Un joven gay, hijo de un pastor baptista, es obligado por sus padres a ingresar en un centro de terapia de reconversión sexual. Basado en las memorias de Garrard Conley, la película se centra en un tema controvertido y de gran actualidad: hasta qué punto pueden permitirse esas terapias, prohibidas por ley en varios países. En el caso de la película, el debate no tiene mucho recorrido, porque lo que se nos cuenta es tan brutal, irracional y salvaje que nadie en su sano juicio defendería otra cosa que incendiar el dichoso centro “terapéutico”.

Me explico: Identidad borrada no es una película sobre las terapias de conversión sexual. Unas terapias que –como todas– pueden y deben ser sometidas a un debate sereno y desprejuiciado. Habrá terapias buenas y malas, útiles o inútiles, ortodoxas o no. Y, antes que todo esto, habrá quien quiera someterse a una determinada terapia o quien no quiera. Otra cosa es tratar de evitar cualquier terapia dañina y evitar también que un ambiente social o cultural determinado te empuje a someterte a unas terapias u otras (y aquí entrarían los regímenes, los cursos para dejar de fumar y, si te descuidas, hasta la asistencia a un gimnasio, hábito muy saludable que, sin embargo, puede resultar una fuente de frustración para algunas personas).

Hubiera sido un debate interesante el de las terapias sí, terapias no, entre otras cosas, porque falta investigación en este tema y, si hay algo en la que casi todos los científicos están de acuerdo, es que la homosexualidad ni es 100% biológica ni es 100% cultural. De hecho, la expresión orientación sexual está en la base de esta discusión: algo orientado es lo contrario a obligatoriamente determinado.

Pero lo dicho: no es este el tema de la película. La cinta se centra más en describir un ambiente religioso absolutamente enfermizo que es la causa de los problemas del protagonista. Por la concepción religiosa del padre, el matrimonio envía a su hijo a un centro de conversión sin ni siquiera dialogar sobre el traumático hecho que ha sufrido este en la Universidad (acontecimiento clave por el que se pasa de puntillas en la película). El rigorismo religioso es el que obliga a callar a la madre. Y una idea absolutamente tóxica de Dios y de la religión es la base sobre la que se apoya toda la supuesta terapia. Una terapia, por cierto, que no son sino técnicas –entre infantiloides e inhumanas– lideradas por una panda de excéntricos recién salidos de una película de terror. La escena en la que los familiares y amigos de uno de los “enfermos” que se ha dejado llevar por el “pecado” tienen que golpearle con la Biblia resume el único método que se entiende en el centro para “reorientar” y para cualquier otra cosa: la violencia.

[Descripciones de regiones en lenguaje natural]
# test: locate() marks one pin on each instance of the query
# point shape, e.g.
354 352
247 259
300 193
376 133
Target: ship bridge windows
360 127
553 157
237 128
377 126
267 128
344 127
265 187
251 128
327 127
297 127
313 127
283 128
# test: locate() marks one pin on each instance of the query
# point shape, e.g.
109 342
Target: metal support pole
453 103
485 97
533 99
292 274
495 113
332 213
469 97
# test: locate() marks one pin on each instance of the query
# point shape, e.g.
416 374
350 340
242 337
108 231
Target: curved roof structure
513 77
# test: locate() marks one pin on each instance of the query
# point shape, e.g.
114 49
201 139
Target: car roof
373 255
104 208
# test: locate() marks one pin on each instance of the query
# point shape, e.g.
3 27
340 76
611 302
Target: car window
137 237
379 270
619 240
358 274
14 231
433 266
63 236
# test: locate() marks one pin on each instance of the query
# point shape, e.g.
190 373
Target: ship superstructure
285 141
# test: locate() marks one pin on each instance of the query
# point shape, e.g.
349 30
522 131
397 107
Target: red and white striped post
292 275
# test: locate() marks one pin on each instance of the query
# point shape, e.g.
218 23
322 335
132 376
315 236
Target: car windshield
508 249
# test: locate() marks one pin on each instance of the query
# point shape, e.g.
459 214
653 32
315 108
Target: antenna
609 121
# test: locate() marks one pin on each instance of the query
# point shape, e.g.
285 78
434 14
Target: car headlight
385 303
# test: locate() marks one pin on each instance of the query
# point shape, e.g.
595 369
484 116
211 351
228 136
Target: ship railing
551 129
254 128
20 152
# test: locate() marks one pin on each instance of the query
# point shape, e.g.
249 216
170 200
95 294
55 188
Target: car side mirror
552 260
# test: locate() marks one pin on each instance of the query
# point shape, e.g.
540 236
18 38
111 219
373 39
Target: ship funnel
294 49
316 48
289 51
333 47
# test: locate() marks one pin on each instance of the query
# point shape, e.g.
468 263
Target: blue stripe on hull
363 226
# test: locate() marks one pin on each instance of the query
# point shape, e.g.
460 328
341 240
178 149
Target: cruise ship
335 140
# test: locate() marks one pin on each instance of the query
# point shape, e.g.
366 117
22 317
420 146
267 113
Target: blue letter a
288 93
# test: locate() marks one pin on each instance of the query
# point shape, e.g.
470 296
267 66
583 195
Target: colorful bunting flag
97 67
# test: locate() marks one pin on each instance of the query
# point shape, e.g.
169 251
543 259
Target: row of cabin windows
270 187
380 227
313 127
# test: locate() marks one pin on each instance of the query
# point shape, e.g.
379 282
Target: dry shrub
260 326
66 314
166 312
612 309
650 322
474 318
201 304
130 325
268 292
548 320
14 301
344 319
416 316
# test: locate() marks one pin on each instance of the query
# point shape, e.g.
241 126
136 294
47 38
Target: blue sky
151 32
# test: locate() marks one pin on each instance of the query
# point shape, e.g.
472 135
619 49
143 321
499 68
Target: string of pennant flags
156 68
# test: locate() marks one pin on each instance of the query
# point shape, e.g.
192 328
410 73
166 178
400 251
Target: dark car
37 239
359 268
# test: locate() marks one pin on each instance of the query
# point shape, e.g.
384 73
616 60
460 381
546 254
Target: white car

__TAREA DE TRABAJO 1__: Según el fragmento sobre Identidad borrada, ¿en qué está basada la película?
__TAREA DE TRABAJO 2__: Extiende el fragmento sobre Identidad borrada a partir de su última oración.

__ESPACIO DE RESPUESTA 1__: Está basada en las memorias de Garrard Conley.

__ESPACIO DE RESPUESTA 2__:
En esta cuestión, por otra parte, tampoco se ofrece mucho debate, contrapunto o apertura hacia otros temas que relacionen la sexualidad con la religión. La sexualidad se contempla como algo instintivo, oscuro y malsano que hay que reprimir y que siempre tiene la sospechosa etiqueta de pecado. Algo exclusivamente genital y desligado del amor, del darse, del equilibrio e incluso de la racionalidad. Es una sexualidad que pesa como una losa. Una sexualidad, en cualquier caso, muy extraña para cualquier cristiano que siga las enseñanzas, por ejemplo, de la Iglesia católica, que haya leído la teología del cuerpo de Juan Pablo II, la encíclica Deus caritas est de Benedicto XVI o haya visto al Papa Francisco en el programa de Évole subrayando cómo hay que acoger y apoyar al hijo gay.

Pero volviendo al terreno cinematográfico: al margen del escaso debate que puede suscitar la cinta y el exceso de recursos dramáticos (la música, la no-luz, la cámara), la película tiene la fuerza de ser un testimonio personal y el mérito de la notable interpretación de Lucas Hedges. Russell Crowe y Nicole Kidman suman crédito al reparto aunque sus papeles son, además de antipáticos, algo planos.